━━━━━ DATA FOR THIS TASK
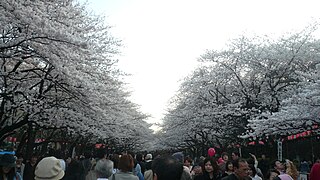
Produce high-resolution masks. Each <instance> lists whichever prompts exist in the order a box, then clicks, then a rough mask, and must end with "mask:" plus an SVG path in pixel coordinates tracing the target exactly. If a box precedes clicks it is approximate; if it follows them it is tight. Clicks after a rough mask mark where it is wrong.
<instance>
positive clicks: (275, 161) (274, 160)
mask: <svg viewBox="0 0 320 180" xmlns="http://www.w3.org/2000/svg"><path fill="white" fill-rule="evenodd" d="M277 161H279V162H281V161H280V160H278V159H276V160H274V161H272V168H274V167H276V162H277Z"/></svg>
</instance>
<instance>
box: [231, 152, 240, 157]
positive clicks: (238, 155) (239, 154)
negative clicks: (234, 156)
mask: <svg viewBox="0 0 320 180" xmlns="http://www.w3.org/2000/svg"><path fill="white" fill-rule="evenodd" d="M232 153H233V154H235V155H236V156H238V157H240V153H239V152H238V151H233V152H232Z"/></svg>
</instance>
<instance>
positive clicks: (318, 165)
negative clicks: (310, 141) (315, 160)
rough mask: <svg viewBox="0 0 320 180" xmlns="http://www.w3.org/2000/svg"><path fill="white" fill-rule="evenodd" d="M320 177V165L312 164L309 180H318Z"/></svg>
mask: <svg viewBox="0 0 320 180" xmlns="http://www.w3.org/2000/svg"><path fill="white" fill-rule="evenodd" d="M319 177H320V163H314V164H313V166H312V168H311V171H310V180H318V179H319Z"/></svg>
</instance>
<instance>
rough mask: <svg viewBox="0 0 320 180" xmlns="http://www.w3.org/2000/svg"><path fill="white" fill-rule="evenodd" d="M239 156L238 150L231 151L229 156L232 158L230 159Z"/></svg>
mask: <svg viewBox="0 0 320 180" xmlns="http://www.w3.org/2000/svg"><path fill="white" fill-rule="evenodd" d="M239 157H240V154H239V152H238V151H234V152H232V154H231V158H232V160H234V161H235V160H237V159H239Z"/></svg>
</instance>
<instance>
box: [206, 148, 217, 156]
mask: <svg viewBox="0 0 320 180" xmlns="http://www.w3.org/2000/svg"><path fill="white" fill-rule="evenodd" d="M215 154H216V150H215V149H214V148H209V149H208V155H209V156H210V157H213V156H214V155H215Z"/></svg>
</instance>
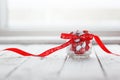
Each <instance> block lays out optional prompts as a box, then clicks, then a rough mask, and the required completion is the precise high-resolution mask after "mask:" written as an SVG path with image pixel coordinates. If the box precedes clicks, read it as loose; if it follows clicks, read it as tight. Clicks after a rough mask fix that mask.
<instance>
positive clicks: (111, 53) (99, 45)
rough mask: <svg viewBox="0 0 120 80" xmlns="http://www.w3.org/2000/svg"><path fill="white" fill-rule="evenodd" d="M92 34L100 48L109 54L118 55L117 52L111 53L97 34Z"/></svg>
mask: <svg viewBox="0 0 120 80" xmlns="http://www.w3.org/2000/svg"><path fill="white" fill-rule="evenodd" d="M93 36H94V39H95V41H96V42H97V44H98V45H99V46H100V48H101V49H102V50H103V51H105V52H106V53H109V54H113V55H116V56H120V55H119V54H115V53H112V52H111V51H109V50H108V49H107V48H106V46H105V45H104V43H103V42H102V41H101V39H100V38H99V37H98V36H97V35H93Z"/></svg>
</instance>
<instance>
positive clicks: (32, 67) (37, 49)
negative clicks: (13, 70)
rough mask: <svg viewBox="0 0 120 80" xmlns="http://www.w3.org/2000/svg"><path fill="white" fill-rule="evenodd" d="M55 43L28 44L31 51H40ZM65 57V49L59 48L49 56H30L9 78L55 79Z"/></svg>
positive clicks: (56, 77)
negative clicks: (40, 56)
mask: <svg viewBox="0 0 120 80" xmlns="http://www.w3.org/2000/svg"><path fill="white" fill-rule="evenodd" d="M54 46H57V45H30V46H29V49H31V52H33V51H34V52H35V53H40V52H42V51H44V50H47V49H49V48H52V47H54ZM65 57H66V49H62V50H59V51H57V52H55V53H53V54H51V55H50V56H48V57H46V58H43V59H41V58H40V57H30V59H29V60H28V61H27V62H25V63H24V64H23V65H22V66H21V67H19V68H18V69H17V70H16V71H15V72H14V73H12V74H11V76H10V77H9V78H8V79H9V80H56V79H58V76H59V72H60V71H61V69H62V67H63V64H64V61H65Z"/></svg>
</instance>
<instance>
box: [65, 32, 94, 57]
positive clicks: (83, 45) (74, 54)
mask: <svg viewBox="0 0 120 80" xmlns="http://www.w3.org/2000/svg"><path fill="white" fill-rule="evenodd" d="M73 34H74V35H77V36H81V35H82V34H80V32H78V31H77V32H75V33H73ZM91 51H92V40H81V38H78V39H74V40H73V42H72V44H71V45H69V46H68V51H67V52H68V56H69V57H70V58H73V59H77V58H89V56H90V54H91Z"/></svg>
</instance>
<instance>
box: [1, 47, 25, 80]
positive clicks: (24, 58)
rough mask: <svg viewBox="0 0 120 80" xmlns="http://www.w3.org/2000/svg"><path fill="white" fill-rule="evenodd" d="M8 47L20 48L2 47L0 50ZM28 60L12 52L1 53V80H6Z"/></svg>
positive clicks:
━━━━━━━━━━
PROMPT » Copy the data verbatim, skipping any image it holds.

YOUR SOLUTION »
Produce high-resolution masks. Each <instance> lists whichever prompts exist in the order a box, then clicks, then a rough mask, and must end with "mask:" plus an SVG path in pixel coordinates tracing the target exactly. If a box precedes clicks it is approximate; if it follows them it is tight. Clicks after a rough mask mark where it is wrong.
<instance>
positive clicks: (275, 161) (274, 160)
mask: <svg viewBox="0 0 320 180" xmlns="http://www.w3.org/2000/svg"><path fill="white" fill-rule="evenodd" d="M277 161H279V162H281V161H280V160H278V159H276V160H274V161H272V168H274V167H276V162H277Z"/></svg>
</instance>
<instance>
box: [231, 152, 240, 157]
positive clicks: (238, 155) (239, 154)
negative clicks: (234, 156)
mask: <svg viewBox="0 0 320 180" xmlns="http://www.w3.org/2000/svg"><path fill="white" fill-rule="evenodd" d="M232 153H233V154H235V155H236V156H238V157H240V153H239V152H238V151H233V152H232Z"/></svg>
</instance>
<instance>
positive clicks: (318, 165)
negative clicks: (310, 141) (315, 160)
rough mask: <svg viewBox="0 0 320 180" xmlns="http://www.w3.org/2000/svg"><path fill="white" fill-rule="evenodd" d="M320 177V165L312 164L309 180H318Z"/></svg>
mask: <svg viewBox="0 0 320 180" xmlns="http://www.w3.org/2000/svg"><path fill="white" fill-rule="evenodd" d="M319 177H320V163H314V164H313V166H312V168H311V171H310V180H318V179H319Z"/></svg>
</instance>
<instance>
rough mask: <svg viewBox="0 0 320 180" xmlns="http://www.w3.org/2000/svg"><path fill="white" fill-rule="evenodd" d="M239 156L238 150L231 151L229 156L232 158L230 159Z"/></svg>
mask: <svg viewBox="0 0 320 180" xmlns="http://www.w3.org/2000/svg"><path fill="white" fill-rule="evenodd" d="M239 157H240V154H239V152H238V151H234V152H232V154H231V158H232V160H234V161H235V160H237V159H239Z"/></svg>
</instance>
<instance>
box: [206, 148, 217, 156]
mask: <svg viewBox="0 0 320 180" xmlns="http://www.w3.org/2000/svg"><path fill="white" fill-rule="evenodd" d="M215 154H216V150H215V149H214V148H209V149H208V155H209V156H210V157H213V156H214V155H215Z"/></svg>
</instance>
Each <instance> block lays out optional prompts as a box, then clicks, then a rough mask, and the required completion is the precise high-resolution mask after "mask:" written as an SVG path with image pixel coordinates. If the box precedes clicks, read it as loose; if it follows clicks, read it as tight. Clicks after a rough mask fix that mask.
<instance>
positive clicks: (111, 53) (99, 45)
rough mask: <svg viewBox="0 0 120 80" xmlns="http://www.w3.org/2000/svg"><path fill="white" fill-rule="evenodd" d="M92 34L100 48L109 54L118 55L117 52L111 53L97 34Z"/></svg>
mask: <svg viewBox="0 0 120 80" xmlns="http://www.w3.org/2000/svg"><path fill="white" fill-rule="evenodd" d="M93 36H94V39H95V41H96V42H97V44H98V45H99V46H100V48H101V49H102V50H103V51H105V52H106V53H109V54H113V55H116V56H120V55H119V54H115V53H112V52H111V51H109V50H108V49H107V48H106V46H105V45H104V43H103V42H102V41H101V39H100V38H99V37H98V36H97V35H93Z"/></svg>
</instance>
<instance>
positive clicks: (32, 67) (37, 49)
negative clicks: (13, 70)
rough mask: <svg viewBox="0 0 120 80" xmlns="http://www.w3.org/2000/svg"><path fill="white" fill-rule="evenodd" d="M55 43L28 44L31 51H40ZM65 57V49L59 48L49 56H30L9 78L55 79Z"/></svg>
positive clicks: (56, 77)
negative clicks: (40, 56)
mask: <svg viewBox="0 0 120 80" xmlns="http://www.w3.org/2000/svg"><path fill="white" fill-rule="evenodd" d="M54 46H57V45H30V46H29V49H31V52H33V51H34V52H35V53H40V52H42V51H44V50H47V49H49V48H52V47H54ZM65 57H66V49H62V50H59V51H57V52H55V53H53V54H51V55H50V56H48V57H46V58H43V59H41V58H40V57H30V59H29V60H28V61H27V62H25V63H24V64H23V65H22V66H21V67H19V68H18V69H17V70H16V71H15V72H14V73H12V74H11V76H10V77H9V78H8V79H9V80H56V79H58V76H59V72H60V71H61V69H62V67H63V64H64V61H65Z"/></svg>
</instance>
<instance>
box: [65, 32, 94, 57]
positive clicks: (83, 45) (74, 54)
mask: <svg viewBox="0 0 120 80" xmlns="http://www.w3.org/2000/svg"><path fill="white" fill-rule="evenodd" d="M73 34H74V35H77V36H81V35H82V34H80V32H78V31H77V32H75V33H73ZM91 51H92V40H81V38H78V39H74V40H73V42H72V44H71V45H69V46H68V51H67V52H68V56H69V57H70V58H73V59H77V58H89V56H90V54H91Z"/></svg>
</instance>
<instance>
box: [1, 47, 25, 80]
positive clicks: (24, 58)
rough mask: <svg viewBox="0 0 120 80" xmlns="http://www.w3.org/2000/svg"><path fill="white" fill-rule="evenodd" d="M8 47L20 48L2 47L0 50ZM28 60L12 52L1 53V80H6Z"/></svg>
positive clicks:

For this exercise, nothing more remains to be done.